- Your objective -
The response must contain each line of the material that holds "below".

- Records provided -

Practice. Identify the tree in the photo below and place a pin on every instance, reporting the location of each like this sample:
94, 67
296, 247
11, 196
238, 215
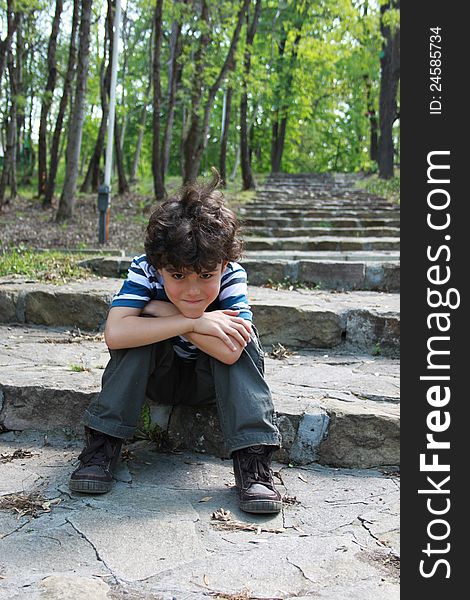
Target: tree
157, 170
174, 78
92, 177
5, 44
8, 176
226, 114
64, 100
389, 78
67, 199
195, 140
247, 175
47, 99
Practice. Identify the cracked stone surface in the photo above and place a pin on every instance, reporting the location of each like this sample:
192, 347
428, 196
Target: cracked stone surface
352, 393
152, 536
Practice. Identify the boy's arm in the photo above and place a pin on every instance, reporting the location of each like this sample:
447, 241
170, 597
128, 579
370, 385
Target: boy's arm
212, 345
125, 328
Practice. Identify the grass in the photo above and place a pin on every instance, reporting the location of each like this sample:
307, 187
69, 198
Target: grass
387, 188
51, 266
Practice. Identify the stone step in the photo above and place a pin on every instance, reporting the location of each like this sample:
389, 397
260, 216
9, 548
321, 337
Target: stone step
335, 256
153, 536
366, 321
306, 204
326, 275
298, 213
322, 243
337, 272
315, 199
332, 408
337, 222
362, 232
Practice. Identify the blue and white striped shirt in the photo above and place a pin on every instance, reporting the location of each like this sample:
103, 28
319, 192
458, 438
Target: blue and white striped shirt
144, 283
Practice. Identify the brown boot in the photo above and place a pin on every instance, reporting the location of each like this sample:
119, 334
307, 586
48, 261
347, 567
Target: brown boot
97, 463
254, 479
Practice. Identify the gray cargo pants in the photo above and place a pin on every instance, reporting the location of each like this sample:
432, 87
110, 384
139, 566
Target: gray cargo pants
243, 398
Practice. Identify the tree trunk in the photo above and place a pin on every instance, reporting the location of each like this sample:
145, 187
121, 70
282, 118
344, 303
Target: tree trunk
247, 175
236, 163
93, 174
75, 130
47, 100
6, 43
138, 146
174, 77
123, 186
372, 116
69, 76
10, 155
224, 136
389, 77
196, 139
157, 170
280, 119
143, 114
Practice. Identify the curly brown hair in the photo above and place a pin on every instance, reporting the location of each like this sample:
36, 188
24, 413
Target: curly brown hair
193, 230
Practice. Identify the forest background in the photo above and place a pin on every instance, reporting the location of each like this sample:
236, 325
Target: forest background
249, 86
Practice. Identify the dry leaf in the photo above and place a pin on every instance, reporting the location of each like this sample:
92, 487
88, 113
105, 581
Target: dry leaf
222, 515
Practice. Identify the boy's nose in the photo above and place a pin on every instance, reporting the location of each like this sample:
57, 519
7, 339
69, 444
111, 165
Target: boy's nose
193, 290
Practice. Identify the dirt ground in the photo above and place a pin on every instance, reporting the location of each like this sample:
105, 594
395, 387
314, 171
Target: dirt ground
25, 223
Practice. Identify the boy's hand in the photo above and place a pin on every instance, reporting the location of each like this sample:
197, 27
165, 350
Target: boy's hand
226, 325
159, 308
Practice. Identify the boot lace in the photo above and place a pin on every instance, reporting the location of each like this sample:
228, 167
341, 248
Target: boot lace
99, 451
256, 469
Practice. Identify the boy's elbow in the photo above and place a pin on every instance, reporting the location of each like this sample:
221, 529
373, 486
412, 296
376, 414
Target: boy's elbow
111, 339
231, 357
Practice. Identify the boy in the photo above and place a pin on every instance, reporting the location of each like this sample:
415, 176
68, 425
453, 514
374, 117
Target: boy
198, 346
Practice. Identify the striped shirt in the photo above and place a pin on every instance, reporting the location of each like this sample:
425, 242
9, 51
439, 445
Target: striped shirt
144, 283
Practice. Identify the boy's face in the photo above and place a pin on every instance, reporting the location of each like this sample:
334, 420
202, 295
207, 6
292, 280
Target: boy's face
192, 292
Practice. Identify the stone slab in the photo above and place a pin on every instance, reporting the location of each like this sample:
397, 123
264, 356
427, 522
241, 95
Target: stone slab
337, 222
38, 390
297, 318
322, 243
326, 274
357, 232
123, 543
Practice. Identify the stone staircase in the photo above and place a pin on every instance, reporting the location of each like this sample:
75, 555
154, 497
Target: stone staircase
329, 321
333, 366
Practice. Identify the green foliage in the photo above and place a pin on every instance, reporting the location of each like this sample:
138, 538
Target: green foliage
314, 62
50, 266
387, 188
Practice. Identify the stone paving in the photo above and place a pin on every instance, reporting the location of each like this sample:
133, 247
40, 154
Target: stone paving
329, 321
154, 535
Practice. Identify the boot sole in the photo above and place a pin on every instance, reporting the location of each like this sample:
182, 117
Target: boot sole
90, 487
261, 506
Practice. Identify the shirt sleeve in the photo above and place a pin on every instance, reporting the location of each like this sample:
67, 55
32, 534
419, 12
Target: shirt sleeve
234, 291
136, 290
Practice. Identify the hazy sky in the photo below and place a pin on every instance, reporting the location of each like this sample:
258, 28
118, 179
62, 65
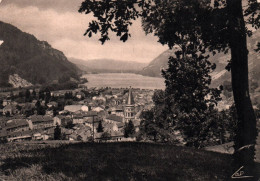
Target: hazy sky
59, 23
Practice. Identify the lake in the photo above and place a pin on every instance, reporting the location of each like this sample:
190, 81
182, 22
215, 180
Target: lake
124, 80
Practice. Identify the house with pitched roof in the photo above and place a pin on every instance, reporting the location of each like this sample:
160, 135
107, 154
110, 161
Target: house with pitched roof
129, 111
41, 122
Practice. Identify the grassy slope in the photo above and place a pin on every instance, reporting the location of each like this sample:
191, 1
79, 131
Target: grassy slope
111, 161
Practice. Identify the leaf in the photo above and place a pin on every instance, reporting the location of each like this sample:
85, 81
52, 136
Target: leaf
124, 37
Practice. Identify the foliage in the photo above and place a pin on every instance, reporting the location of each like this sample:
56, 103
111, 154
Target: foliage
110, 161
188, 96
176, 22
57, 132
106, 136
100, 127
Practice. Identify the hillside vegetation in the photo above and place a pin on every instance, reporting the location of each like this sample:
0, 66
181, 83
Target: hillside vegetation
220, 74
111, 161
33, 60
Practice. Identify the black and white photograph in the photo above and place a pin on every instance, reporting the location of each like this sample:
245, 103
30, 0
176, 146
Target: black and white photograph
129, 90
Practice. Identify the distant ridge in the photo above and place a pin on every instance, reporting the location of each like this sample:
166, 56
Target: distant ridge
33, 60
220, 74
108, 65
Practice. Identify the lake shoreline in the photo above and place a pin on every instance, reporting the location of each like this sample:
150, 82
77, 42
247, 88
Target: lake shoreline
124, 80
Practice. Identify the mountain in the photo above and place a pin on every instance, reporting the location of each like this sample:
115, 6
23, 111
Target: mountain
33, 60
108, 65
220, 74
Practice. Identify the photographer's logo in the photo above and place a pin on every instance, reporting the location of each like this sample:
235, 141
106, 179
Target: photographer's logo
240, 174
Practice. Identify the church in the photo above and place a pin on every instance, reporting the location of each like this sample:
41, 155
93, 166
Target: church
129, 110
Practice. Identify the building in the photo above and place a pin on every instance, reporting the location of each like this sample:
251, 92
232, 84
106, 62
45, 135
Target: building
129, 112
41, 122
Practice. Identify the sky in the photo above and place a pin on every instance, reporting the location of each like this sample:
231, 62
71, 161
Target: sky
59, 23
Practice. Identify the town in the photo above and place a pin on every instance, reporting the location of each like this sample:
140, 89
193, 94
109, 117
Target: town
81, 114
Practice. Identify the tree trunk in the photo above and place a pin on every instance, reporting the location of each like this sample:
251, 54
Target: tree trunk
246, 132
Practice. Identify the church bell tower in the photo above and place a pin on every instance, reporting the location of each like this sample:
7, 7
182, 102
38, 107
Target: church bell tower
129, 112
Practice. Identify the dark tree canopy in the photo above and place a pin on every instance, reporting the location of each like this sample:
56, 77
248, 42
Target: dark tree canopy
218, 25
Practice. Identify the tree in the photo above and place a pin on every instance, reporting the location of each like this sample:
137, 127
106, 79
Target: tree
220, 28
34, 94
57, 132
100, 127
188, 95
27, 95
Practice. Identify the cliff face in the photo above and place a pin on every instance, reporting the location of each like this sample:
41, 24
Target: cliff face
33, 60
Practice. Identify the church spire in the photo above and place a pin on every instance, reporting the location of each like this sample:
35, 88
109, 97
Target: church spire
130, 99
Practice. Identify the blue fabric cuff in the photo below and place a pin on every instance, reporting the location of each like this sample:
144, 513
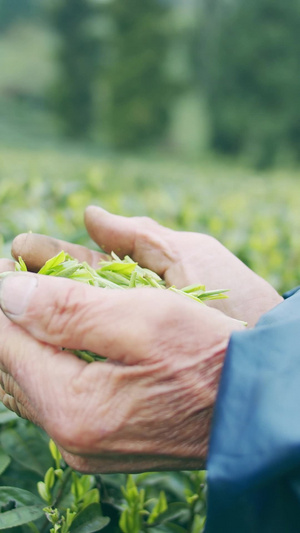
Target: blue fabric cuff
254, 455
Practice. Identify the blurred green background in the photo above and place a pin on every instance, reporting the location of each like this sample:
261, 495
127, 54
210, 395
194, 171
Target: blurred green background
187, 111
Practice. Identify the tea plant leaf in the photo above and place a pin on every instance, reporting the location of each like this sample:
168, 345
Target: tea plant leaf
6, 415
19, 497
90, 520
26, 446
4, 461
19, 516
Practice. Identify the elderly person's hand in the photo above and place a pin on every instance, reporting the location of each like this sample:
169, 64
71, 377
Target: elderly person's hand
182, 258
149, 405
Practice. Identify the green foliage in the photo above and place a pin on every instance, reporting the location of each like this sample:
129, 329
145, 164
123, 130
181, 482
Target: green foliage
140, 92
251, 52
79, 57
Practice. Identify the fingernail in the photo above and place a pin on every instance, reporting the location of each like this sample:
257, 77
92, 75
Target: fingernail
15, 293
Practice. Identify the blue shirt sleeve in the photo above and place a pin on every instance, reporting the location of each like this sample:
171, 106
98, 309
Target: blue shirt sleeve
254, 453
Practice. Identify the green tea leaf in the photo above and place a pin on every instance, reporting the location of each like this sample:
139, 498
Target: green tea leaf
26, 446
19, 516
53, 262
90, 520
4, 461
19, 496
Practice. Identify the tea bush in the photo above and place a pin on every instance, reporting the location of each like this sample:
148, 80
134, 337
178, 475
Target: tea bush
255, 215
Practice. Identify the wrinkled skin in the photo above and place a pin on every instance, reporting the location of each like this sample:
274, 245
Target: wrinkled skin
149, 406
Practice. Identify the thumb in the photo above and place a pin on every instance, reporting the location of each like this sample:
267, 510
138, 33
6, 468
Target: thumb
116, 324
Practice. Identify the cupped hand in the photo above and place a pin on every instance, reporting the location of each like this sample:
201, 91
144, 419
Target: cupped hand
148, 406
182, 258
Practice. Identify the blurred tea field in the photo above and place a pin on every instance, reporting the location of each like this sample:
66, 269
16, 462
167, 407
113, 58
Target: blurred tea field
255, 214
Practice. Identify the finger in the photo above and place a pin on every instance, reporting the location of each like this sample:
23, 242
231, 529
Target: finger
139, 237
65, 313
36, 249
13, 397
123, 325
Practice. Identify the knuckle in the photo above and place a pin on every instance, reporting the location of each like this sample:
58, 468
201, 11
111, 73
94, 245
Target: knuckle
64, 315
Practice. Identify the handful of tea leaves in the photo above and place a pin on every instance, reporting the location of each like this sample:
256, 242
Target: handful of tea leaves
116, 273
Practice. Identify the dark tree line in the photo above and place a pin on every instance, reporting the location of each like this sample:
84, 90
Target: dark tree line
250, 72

--

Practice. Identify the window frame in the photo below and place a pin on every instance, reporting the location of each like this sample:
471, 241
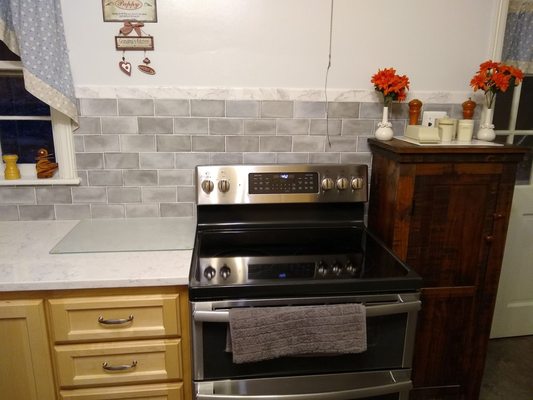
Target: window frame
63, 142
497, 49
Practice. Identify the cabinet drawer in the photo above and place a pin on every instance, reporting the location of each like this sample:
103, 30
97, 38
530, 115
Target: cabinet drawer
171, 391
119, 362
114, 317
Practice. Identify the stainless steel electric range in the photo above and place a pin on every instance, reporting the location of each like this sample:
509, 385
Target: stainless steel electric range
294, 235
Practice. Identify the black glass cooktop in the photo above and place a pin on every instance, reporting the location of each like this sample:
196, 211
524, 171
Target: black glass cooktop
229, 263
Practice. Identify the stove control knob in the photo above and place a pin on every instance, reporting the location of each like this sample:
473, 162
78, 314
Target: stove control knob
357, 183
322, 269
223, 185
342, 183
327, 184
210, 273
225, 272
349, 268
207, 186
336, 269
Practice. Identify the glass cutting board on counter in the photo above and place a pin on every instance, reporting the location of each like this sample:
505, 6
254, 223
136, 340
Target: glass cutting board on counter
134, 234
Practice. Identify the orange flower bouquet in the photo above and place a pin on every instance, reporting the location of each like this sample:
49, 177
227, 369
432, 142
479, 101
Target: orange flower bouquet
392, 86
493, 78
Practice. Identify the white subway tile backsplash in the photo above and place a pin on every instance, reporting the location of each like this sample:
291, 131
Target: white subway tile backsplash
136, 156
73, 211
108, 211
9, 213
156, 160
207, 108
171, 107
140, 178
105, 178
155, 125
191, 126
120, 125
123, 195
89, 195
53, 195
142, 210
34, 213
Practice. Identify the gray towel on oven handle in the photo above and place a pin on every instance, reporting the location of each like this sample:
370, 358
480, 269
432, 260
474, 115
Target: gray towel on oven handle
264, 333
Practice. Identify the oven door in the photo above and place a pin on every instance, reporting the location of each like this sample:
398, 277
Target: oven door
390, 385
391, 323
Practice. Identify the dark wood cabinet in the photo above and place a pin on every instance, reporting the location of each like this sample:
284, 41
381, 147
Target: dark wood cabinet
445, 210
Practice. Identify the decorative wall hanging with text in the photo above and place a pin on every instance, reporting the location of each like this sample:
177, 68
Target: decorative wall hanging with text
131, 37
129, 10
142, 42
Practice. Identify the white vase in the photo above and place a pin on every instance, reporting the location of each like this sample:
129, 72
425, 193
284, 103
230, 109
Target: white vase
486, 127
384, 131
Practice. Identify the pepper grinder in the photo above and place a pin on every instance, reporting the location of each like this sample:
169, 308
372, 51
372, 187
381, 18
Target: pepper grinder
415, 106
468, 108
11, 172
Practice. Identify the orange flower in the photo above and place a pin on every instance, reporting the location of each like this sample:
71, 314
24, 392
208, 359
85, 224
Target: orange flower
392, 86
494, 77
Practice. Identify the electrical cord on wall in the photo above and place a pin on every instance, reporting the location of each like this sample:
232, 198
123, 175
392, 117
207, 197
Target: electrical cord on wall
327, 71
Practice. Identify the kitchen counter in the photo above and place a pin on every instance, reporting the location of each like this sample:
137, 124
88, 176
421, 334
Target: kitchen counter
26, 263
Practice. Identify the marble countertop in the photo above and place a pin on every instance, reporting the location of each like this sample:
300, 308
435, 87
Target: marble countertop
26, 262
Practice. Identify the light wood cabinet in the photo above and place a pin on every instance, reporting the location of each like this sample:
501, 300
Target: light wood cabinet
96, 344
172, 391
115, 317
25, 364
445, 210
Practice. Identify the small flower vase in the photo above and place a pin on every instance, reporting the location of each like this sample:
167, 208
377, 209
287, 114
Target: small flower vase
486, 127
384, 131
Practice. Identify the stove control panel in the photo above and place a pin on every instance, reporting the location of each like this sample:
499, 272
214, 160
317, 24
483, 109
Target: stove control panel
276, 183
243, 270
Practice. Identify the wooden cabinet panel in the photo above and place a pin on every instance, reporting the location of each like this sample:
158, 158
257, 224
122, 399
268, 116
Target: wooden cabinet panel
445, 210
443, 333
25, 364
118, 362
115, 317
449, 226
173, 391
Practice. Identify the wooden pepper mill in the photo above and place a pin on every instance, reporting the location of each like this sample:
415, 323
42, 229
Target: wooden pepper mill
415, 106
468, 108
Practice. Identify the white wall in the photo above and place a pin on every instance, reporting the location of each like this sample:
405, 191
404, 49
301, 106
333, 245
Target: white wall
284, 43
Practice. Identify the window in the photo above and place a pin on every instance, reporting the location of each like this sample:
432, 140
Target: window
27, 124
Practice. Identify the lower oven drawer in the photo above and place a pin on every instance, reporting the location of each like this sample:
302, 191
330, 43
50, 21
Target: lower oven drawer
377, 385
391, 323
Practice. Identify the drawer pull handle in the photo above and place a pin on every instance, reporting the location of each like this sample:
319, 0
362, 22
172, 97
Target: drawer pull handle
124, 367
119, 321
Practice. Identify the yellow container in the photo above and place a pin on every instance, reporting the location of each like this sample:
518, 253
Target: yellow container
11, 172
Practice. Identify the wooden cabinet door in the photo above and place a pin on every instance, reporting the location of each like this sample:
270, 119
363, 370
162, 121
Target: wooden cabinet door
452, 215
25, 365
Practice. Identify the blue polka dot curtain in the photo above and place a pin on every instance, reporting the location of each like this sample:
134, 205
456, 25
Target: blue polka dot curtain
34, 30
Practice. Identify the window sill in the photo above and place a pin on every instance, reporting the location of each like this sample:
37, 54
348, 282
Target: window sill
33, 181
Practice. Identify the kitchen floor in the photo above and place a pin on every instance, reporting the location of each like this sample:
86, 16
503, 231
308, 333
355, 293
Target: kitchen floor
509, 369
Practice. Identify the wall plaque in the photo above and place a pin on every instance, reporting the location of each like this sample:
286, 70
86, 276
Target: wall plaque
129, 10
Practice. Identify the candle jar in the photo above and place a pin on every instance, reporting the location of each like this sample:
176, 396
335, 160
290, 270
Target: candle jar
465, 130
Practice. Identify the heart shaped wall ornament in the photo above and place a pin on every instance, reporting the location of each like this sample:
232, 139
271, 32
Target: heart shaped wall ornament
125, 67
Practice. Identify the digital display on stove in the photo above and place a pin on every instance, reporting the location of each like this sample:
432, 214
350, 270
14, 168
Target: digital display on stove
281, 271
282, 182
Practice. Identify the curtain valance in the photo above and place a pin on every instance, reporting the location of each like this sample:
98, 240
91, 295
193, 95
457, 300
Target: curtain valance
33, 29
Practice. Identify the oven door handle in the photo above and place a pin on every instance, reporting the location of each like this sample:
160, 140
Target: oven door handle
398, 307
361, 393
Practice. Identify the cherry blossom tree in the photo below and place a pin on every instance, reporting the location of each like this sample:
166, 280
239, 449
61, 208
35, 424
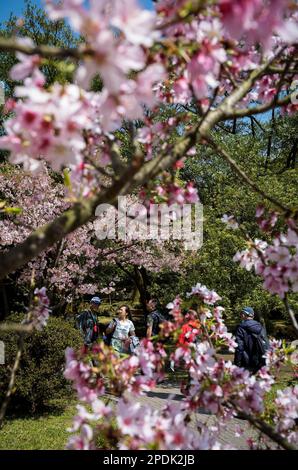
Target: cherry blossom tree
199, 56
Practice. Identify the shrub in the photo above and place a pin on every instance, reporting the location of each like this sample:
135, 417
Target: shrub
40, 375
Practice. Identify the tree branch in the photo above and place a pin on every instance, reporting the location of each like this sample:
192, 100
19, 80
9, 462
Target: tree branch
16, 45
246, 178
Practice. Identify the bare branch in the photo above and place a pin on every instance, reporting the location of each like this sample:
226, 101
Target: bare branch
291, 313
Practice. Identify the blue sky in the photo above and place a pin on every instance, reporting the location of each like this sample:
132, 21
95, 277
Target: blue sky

- Exercise result -
Practice. Identify the tree in the photo below and place a pin on every instance, reporting the location of each like this sample:
Practice. Identify the hazy sky in the photo below and place a pin on every instance, reporting the location of each like this sample:
Practice. Identify the blue fabric cuff in the photo below and place a pin on every instance, reporting the location of each like this sample:
Practice. Identify the window frame in the photo below and place a pin on every instance, reporting the location of each like this sample:
Practice. Identify the cherry blossom tree in the photo below and place a pin on every instance, reporting the location of each like this sample:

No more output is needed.